Top of Input material

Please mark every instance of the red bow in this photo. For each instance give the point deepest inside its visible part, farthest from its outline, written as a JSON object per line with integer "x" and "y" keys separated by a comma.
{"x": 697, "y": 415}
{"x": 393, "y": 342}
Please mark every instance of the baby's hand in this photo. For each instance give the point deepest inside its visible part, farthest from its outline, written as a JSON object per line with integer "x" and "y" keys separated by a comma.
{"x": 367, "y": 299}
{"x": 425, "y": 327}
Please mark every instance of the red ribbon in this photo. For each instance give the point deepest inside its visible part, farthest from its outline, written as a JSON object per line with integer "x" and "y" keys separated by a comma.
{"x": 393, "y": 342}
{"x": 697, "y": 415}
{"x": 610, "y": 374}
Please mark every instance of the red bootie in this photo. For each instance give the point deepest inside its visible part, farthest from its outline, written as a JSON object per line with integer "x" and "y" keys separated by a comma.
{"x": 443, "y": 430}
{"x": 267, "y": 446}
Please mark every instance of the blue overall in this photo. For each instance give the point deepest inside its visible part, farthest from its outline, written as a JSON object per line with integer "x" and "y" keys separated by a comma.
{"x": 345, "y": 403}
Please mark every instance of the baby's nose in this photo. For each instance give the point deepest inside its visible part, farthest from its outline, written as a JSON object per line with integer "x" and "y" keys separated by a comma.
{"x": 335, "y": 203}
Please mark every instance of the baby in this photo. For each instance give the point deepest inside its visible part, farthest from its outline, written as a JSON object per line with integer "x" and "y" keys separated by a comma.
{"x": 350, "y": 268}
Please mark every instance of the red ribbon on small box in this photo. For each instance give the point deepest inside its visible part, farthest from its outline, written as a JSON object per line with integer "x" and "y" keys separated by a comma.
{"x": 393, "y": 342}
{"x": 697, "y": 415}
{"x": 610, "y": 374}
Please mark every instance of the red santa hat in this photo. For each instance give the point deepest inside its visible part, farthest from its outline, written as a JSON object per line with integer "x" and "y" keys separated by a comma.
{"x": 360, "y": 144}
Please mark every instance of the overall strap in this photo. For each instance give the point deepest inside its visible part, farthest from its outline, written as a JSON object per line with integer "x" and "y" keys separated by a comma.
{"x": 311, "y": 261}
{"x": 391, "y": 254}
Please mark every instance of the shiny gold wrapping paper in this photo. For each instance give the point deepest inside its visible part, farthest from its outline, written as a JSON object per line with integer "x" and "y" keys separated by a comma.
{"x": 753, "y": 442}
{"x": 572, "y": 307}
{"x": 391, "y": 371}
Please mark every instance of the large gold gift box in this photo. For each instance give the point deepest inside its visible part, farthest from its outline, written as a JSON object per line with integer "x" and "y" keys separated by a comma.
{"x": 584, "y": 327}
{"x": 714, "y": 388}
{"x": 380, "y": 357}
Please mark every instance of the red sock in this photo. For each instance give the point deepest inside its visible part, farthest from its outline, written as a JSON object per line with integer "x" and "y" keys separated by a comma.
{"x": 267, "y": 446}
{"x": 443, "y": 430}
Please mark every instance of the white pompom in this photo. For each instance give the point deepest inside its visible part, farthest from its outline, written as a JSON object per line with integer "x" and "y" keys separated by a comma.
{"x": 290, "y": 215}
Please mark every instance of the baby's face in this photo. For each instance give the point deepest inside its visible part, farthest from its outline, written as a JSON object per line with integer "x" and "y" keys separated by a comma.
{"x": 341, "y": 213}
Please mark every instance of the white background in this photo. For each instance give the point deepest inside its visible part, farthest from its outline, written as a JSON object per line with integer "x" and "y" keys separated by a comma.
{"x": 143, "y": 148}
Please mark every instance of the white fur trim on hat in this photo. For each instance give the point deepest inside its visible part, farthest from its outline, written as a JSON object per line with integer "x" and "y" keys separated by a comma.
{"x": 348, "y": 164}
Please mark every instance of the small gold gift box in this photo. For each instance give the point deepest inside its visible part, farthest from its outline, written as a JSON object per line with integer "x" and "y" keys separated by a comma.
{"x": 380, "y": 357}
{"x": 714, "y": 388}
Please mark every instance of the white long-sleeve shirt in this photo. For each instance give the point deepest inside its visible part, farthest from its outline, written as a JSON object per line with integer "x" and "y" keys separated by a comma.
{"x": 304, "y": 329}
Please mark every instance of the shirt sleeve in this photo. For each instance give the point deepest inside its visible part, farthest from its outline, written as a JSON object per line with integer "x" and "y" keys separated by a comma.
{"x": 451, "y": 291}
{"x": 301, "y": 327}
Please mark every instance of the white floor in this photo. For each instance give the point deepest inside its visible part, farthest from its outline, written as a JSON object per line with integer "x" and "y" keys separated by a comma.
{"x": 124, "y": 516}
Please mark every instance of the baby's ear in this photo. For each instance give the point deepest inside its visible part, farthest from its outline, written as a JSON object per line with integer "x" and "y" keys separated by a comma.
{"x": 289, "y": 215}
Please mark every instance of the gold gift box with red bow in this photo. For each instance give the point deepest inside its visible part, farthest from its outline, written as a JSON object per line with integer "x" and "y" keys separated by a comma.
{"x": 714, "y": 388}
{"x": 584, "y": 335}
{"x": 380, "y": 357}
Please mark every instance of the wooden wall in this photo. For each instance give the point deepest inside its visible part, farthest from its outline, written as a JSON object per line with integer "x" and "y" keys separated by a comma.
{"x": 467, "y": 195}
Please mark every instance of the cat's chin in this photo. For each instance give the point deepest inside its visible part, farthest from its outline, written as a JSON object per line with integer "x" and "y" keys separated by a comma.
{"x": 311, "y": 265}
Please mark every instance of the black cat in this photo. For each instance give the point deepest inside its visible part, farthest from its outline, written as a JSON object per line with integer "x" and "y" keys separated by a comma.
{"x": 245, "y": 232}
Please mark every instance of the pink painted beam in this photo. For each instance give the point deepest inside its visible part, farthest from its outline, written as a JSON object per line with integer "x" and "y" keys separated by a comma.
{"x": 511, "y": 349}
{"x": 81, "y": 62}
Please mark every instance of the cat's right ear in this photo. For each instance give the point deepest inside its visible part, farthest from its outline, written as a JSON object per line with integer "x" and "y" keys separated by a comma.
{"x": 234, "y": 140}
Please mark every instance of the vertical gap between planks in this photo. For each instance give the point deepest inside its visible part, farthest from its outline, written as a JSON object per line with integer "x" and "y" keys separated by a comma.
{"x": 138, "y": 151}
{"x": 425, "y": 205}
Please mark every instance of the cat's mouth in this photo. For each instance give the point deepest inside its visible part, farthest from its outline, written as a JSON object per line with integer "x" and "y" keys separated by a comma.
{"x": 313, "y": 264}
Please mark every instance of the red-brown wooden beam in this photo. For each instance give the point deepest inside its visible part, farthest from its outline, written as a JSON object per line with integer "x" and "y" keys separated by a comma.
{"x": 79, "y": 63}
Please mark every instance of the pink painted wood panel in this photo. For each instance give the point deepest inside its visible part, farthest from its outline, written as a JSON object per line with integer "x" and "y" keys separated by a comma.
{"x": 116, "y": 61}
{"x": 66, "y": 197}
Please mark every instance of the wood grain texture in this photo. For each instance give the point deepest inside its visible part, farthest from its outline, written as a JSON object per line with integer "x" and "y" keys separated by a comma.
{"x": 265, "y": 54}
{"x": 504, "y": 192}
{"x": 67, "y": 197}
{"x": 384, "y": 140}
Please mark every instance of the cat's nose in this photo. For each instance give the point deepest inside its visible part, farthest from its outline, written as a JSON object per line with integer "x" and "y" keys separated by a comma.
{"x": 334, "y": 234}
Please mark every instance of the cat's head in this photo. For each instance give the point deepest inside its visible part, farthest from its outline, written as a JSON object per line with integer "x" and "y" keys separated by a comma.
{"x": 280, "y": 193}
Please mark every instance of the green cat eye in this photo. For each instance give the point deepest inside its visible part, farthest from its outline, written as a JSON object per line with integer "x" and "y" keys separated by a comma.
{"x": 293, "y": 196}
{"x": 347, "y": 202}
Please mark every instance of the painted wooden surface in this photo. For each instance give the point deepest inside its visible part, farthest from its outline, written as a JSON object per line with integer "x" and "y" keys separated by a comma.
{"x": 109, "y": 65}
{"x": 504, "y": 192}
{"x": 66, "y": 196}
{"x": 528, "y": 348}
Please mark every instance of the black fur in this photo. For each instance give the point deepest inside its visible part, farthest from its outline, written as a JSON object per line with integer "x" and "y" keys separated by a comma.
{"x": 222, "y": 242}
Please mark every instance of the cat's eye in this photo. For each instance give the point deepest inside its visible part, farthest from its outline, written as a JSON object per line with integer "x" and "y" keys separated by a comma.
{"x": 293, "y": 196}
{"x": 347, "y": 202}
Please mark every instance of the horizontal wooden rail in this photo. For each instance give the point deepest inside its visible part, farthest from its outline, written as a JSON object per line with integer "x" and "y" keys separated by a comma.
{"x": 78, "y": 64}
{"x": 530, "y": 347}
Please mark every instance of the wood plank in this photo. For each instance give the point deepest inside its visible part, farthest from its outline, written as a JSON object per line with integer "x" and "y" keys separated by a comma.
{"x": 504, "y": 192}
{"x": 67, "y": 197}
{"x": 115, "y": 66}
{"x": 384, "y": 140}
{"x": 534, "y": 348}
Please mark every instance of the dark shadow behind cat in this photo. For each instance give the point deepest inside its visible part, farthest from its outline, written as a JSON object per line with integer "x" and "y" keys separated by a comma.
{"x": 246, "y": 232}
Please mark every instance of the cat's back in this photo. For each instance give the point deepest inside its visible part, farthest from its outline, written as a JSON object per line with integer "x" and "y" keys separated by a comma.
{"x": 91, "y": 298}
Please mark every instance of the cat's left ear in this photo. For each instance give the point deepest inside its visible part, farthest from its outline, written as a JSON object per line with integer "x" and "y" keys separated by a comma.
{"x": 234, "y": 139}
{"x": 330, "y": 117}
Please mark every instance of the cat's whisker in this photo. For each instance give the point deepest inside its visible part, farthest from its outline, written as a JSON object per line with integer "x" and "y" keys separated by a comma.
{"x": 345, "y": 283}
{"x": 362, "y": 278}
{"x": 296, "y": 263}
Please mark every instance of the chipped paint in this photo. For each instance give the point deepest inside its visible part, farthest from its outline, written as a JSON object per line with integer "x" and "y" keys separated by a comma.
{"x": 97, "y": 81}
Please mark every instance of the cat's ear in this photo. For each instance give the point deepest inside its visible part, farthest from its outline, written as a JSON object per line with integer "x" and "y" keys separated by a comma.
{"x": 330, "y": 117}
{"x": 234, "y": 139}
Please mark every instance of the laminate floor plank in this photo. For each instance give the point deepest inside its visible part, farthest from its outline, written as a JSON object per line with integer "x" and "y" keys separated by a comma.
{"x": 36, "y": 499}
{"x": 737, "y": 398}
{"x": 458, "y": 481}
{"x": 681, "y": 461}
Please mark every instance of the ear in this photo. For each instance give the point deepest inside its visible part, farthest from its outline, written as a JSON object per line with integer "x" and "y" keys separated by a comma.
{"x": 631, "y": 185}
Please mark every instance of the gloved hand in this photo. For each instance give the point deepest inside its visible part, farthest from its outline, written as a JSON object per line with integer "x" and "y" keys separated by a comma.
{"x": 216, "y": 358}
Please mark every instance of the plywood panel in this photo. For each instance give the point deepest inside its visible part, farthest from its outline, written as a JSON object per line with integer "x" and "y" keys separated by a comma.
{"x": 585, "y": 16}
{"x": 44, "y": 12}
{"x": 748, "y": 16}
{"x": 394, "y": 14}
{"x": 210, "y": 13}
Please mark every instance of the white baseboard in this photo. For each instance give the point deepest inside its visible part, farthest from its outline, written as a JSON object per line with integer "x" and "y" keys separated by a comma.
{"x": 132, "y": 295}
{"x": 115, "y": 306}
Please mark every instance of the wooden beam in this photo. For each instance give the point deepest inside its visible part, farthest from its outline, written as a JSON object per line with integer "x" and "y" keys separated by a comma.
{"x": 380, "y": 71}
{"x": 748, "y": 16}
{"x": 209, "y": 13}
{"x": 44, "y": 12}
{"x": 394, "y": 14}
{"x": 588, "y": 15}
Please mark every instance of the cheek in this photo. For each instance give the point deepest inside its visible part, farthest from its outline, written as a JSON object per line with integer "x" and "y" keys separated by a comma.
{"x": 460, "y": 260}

Bottom of Input material

#### Your objective
Once the line containing "Please mark every instance of the cheek" is found, print it and every line after it through the end of the listing, exactly and alone.

#### Output for this exercise
Please mark every instance of the cheek in this photo. For each instance give the point deepest inside its visible part, farthest from its outline, written as a JSON object per line with integer "x" and "y" keys separated by a comma.
{"x": 460, "y": 260}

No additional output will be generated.